* Aim of the exercise
After finding the line with "For each <instance>" in the data below, set down exactly each line through the one with "box: [0, 291, 133, 1277]", inclusive, and stop there.

* Provided records
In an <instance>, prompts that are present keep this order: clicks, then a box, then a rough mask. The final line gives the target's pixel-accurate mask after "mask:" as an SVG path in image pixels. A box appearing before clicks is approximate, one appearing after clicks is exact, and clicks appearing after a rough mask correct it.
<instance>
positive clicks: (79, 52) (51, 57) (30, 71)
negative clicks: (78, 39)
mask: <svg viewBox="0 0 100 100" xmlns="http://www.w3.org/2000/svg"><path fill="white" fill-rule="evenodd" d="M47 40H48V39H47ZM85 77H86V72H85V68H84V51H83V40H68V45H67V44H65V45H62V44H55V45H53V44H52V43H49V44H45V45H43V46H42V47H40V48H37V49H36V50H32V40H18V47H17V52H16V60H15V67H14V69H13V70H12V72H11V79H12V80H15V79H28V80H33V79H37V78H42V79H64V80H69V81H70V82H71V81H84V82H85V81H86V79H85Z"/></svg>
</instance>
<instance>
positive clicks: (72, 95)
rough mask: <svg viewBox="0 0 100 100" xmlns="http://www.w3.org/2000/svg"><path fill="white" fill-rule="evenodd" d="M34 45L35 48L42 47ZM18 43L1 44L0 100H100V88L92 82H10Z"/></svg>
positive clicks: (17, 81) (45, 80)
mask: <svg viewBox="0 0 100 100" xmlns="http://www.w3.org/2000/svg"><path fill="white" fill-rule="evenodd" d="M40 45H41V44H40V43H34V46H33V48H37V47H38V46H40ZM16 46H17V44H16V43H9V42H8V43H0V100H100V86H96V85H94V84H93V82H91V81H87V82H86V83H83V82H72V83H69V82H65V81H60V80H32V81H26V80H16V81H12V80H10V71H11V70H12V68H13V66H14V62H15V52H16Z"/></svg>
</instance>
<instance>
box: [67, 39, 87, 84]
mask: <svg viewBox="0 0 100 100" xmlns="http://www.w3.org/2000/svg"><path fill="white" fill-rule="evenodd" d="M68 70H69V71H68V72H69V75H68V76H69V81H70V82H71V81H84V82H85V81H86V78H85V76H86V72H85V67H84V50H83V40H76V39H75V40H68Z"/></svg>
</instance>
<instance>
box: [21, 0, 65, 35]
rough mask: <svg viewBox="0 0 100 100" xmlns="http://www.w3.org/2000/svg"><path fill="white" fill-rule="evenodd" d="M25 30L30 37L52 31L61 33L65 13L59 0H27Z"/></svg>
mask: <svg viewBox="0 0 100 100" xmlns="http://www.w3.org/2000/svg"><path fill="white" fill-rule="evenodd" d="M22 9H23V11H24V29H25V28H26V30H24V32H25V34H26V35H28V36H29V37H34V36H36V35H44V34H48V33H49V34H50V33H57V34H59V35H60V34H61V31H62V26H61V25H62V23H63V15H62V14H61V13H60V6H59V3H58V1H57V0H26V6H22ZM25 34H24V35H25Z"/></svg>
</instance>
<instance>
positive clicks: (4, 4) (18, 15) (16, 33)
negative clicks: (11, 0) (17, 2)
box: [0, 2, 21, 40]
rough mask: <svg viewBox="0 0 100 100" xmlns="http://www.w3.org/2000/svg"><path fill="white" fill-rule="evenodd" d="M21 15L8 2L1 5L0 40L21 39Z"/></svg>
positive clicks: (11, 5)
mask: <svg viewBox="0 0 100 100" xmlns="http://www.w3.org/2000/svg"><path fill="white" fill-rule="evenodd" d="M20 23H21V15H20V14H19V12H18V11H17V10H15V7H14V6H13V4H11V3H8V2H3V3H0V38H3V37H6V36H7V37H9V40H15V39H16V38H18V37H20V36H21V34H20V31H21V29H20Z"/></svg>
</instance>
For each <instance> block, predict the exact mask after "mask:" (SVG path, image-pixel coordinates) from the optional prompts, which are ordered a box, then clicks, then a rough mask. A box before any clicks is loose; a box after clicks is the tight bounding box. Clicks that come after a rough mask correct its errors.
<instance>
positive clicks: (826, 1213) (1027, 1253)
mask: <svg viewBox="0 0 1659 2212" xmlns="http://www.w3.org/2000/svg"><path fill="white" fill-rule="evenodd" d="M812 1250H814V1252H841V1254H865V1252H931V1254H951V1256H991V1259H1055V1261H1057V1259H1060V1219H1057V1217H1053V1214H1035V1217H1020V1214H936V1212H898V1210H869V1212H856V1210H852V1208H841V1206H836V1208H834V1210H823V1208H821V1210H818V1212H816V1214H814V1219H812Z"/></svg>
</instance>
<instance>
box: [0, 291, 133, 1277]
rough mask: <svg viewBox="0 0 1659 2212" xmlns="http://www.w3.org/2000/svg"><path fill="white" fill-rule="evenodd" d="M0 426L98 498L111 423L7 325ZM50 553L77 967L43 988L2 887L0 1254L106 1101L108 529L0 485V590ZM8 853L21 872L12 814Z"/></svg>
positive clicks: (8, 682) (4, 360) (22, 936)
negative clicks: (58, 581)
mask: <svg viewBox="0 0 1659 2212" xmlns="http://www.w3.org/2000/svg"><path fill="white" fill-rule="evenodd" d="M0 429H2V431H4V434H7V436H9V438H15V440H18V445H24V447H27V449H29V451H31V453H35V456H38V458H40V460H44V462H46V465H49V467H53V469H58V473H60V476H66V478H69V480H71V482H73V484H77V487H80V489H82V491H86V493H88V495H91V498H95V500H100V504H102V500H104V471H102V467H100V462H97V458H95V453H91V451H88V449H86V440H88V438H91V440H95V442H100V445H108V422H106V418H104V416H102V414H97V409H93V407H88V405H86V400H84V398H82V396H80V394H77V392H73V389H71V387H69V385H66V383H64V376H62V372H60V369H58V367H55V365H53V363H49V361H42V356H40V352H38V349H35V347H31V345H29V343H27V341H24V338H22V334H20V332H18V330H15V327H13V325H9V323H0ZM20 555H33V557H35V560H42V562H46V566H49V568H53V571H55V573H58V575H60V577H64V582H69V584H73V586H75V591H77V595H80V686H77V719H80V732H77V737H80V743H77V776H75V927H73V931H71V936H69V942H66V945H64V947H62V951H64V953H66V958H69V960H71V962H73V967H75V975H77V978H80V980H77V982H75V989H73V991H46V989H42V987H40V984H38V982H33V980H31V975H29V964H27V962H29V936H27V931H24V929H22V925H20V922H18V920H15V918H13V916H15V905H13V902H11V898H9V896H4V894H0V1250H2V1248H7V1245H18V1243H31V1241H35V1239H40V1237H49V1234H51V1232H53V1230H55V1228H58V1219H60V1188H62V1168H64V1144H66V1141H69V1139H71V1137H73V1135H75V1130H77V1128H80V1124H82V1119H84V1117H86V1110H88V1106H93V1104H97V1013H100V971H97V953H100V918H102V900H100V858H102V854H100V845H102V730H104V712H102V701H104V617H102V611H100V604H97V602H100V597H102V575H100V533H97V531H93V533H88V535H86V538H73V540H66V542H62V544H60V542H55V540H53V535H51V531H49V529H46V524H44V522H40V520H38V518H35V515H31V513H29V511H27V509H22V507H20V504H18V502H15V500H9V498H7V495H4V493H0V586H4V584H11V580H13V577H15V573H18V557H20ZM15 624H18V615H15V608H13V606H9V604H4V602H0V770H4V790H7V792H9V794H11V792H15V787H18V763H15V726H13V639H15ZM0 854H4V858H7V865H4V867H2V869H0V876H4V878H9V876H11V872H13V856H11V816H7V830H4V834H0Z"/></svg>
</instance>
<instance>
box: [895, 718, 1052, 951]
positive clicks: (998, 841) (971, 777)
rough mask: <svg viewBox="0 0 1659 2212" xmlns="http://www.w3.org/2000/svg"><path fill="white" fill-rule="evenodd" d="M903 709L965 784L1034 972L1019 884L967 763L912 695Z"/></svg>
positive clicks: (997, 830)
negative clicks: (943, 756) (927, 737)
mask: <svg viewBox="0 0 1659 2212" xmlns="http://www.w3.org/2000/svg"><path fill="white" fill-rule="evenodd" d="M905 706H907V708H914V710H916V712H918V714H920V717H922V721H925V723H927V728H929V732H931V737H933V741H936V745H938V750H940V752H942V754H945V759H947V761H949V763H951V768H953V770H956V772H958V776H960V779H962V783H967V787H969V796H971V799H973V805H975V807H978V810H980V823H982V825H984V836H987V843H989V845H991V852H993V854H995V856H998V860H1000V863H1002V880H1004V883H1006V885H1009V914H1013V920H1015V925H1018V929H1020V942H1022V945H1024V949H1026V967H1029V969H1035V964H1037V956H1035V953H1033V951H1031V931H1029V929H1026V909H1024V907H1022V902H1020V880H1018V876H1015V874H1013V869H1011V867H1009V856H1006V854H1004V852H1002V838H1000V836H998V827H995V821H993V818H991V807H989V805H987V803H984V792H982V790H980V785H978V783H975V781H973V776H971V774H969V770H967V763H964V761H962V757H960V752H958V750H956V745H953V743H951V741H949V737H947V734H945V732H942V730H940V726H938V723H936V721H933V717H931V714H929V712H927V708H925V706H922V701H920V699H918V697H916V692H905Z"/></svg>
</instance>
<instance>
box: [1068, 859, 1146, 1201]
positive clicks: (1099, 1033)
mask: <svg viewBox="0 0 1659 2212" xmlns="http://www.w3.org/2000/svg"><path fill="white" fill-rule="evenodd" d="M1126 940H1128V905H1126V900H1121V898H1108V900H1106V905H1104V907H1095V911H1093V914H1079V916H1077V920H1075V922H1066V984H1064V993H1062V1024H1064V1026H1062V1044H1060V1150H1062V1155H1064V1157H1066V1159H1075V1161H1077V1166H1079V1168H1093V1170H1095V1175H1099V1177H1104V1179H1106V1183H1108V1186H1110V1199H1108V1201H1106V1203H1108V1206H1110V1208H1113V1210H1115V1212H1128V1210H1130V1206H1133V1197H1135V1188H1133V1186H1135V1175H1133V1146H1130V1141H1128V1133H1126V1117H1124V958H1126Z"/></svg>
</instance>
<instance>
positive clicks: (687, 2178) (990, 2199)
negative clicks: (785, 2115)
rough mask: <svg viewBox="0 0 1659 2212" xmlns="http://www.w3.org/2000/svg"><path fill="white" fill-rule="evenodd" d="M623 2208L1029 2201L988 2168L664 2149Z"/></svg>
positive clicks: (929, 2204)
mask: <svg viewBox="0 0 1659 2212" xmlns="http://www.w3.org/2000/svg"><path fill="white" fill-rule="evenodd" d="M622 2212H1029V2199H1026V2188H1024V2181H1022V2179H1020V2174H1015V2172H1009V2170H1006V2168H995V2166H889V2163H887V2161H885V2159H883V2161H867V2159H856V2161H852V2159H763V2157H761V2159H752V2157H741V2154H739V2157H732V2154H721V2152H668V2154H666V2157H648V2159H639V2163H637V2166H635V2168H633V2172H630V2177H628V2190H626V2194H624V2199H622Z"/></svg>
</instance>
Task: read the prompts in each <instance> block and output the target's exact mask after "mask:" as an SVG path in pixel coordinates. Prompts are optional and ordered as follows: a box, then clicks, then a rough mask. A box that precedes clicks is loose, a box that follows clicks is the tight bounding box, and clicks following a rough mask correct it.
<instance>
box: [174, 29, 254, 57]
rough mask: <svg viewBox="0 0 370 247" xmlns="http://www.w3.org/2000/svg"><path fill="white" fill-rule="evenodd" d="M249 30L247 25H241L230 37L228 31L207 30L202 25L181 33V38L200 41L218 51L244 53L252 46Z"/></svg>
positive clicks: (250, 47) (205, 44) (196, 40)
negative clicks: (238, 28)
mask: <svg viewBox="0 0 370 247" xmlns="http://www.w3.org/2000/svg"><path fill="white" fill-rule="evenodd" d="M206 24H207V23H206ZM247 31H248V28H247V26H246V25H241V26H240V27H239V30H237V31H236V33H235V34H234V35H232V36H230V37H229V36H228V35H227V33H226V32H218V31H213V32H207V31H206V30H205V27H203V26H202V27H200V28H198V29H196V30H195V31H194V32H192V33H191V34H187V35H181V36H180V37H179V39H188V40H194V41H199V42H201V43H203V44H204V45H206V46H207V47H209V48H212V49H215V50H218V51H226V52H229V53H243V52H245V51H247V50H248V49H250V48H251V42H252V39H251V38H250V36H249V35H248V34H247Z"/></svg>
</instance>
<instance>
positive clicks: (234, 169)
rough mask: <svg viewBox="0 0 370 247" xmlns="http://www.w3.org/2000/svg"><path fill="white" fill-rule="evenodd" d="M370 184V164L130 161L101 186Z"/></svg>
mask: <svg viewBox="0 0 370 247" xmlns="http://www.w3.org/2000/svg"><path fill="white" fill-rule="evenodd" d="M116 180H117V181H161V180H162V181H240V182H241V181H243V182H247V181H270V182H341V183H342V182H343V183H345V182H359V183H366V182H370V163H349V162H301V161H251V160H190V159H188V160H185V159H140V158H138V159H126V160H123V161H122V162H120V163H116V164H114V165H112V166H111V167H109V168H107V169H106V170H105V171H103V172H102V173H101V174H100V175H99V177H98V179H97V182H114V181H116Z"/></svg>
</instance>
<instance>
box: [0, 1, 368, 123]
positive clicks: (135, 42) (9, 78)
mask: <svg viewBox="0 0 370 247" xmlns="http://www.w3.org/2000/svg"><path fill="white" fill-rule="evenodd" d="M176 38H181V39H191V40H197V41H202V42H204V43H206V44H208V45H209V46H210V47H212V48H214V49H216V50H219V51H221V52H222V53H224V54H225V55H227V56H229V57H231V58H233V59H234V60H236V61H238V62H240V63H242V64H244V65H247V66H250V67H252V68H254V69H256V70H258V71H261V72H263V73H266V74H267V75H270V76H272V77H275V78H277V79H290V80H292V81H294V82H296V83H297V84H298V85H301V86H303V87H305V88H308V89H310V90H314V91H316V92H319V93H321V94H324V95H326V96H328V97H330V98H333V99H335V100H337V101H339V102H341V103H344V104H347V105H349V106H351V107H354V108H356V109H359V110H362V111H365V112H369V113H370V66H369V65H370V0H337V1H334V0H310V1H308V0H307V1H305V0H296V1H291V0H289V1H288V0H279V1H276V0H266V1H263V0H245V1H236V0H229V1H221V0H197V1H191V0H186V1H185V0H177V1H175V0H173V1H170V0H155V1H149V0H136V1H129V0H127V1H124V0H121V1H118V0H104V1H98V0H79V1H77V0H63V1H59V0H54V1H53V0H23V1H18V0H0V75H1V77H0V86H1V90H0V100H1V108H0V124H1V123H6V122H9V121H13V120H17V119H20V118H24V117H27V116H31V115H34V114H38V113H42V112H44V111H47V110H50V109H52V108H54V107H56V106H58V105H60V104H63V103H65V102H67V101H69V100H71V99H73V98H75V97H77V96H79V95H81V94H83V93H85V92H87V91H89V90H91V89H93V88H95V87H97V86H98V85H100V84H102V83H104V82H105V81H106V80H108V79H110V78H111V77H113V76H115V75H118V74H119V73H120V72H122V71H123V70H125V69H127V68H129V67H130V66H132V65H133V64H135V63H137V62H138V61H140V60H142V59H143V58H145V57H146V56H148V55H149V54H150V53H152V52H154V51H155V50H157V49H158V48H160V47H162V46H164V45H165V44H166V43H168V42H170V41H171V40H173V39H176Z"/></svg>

* Reply to the task
For each <instance> block, predict the exact mask after "mask:" (SVG path, image-pixel coordinates) from the optional prompts, which are ordered a box, then clicks, then a rough mask. A box before any clicks is loose; a box after clicks is the tight bounding box. Clicks that come after a rough mask correct its errors.
<instance>
positive clicks: (826, 1213) (1027, 1253)
mask: <svg viewBox="0 0 1659 2212" xmlns="http://www.w3.org/2000/svg"><path fill="white" fill-rule="evenodd" d="M812 1250H814V1252H841V1254H865V1252H931V1254H951V1256H991V1259H1055V1261H1057V1259H1060V1219H1057V1217H1053V1214H1035V1217H1020V1214H936V1212H898V1210H869V1212H856V1210H852V1208H841V1206H836V1208H834V1210H823V1208H821V1210H818V1212H816V1214H814V1219H812Z"/></svg>
</instance>
<instance>
box: [0, 291, 133, 1277]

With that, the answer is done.